PAGE:
--- Start ---
Despite their birth names, the pair were known from childhood by the names Dido and Rollo. Dido considers this as her real name, not simply a stage name or nickname. As a child, she had to deal with her birth name’s ambiguous and unusual nature, which led to her being bullied and even to her pretending to have an ordinary name. In a 2001 interview, she said “To be called one thing and christened another is actually very confusing and annoying. It’s one of the most irritating things that my parents did to me. … Florian is a German man’s name. That’s just mean. To give your child a whole lot of odd names. They were all so embarrassing. … I thought it was cruel to call me Dido and then expect me to just deal with it.” The name “Dido” derives from the legendary Queen of Carthage.
Dido was educated at Thornhill Primary School in Islington, Dallington School, City of London Girls’ and Westminster School, where she was taught by the contemporary musician and Head of Academic Music, Sinan Savaskan. After she stole a recorder from school at the age of five, her parents enrolled her at the Guildhall School of Music and Drama in London. By the time she reached her teens, she had learned to play the piano, recorder, and the violin. She later studied law at Birkbeck, University of London, while working as a literary agent. She never completed the degree, deciding instead to take up music full-time.
In 1995, Dido began recording 10 demo tracks which were put together on a collection entitled Odds & Ends and sent out by Nettwerk management. Nettwerk had signed her after she was brought to their attention by her collaborations with Faithless, the UK dance act spearheaded by her brother, Rollo Armstrong (Dido co-wrote and provided vocals for album tracks, such as “Flowerstand Man” and “Hem of His Garment”). The collection was released by Nettwerk on CD-R acetate in 1995 and featured a mixture of finished productions and demo versions which she later considered for release on her 1999 debut album, No Angel. Odds & Ends brought her to the attention of A&R Peter Edge at Arista Records, who signed her in the US in late 1996, and negotiated a co-sign deal with her brother’s independent record label, Cheeky Records. Of the tracks included on Odds & Ends, “Take My Hand” was included on all editions of No Angel as a bonus track; “Sweet Eyed Baby” was remixed and renamed to “Don’t Think of Me”, while “Worthless” and “Me” were released exclusively on the Japanese edition. Peter Leak became Dido’s manager during the recording of No Angel after Edge played some of the in-progress recordings and been “blown away” by them.
--- End ---
EXTRACTED MATERIAL:
--- Start ---
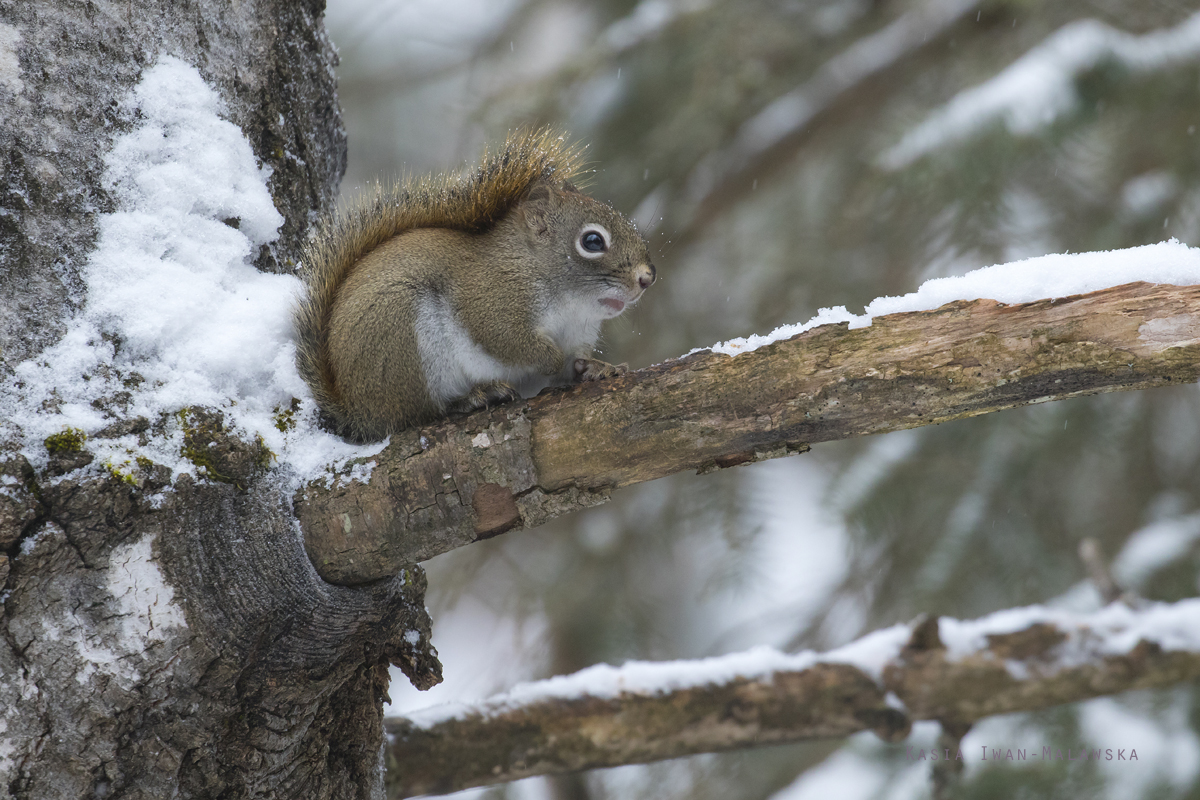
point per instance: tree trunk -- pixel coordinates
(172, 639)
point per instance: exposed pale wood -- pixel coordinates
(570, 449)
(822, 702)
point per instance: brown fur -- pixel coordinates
--- End ---
--- Start ---
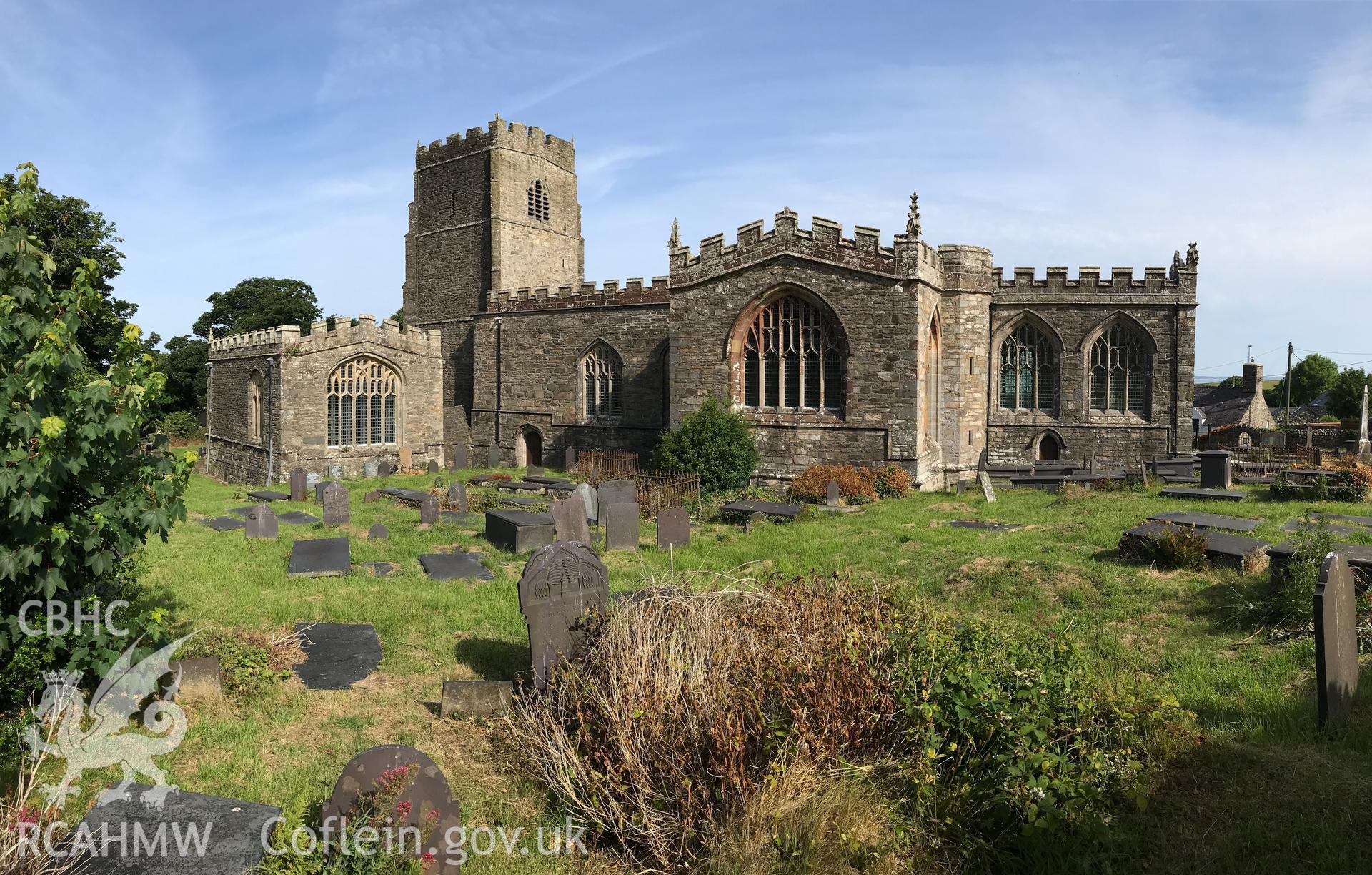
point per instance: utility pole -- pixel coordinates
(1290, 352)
--- End ---
DESCRIPTION OF THE TASK:
According to the Dido passage, which three instruments had she learned to play by the time she reached her teens?

WRITTEN RESPONSE:
The piano, the recorder, and the violin.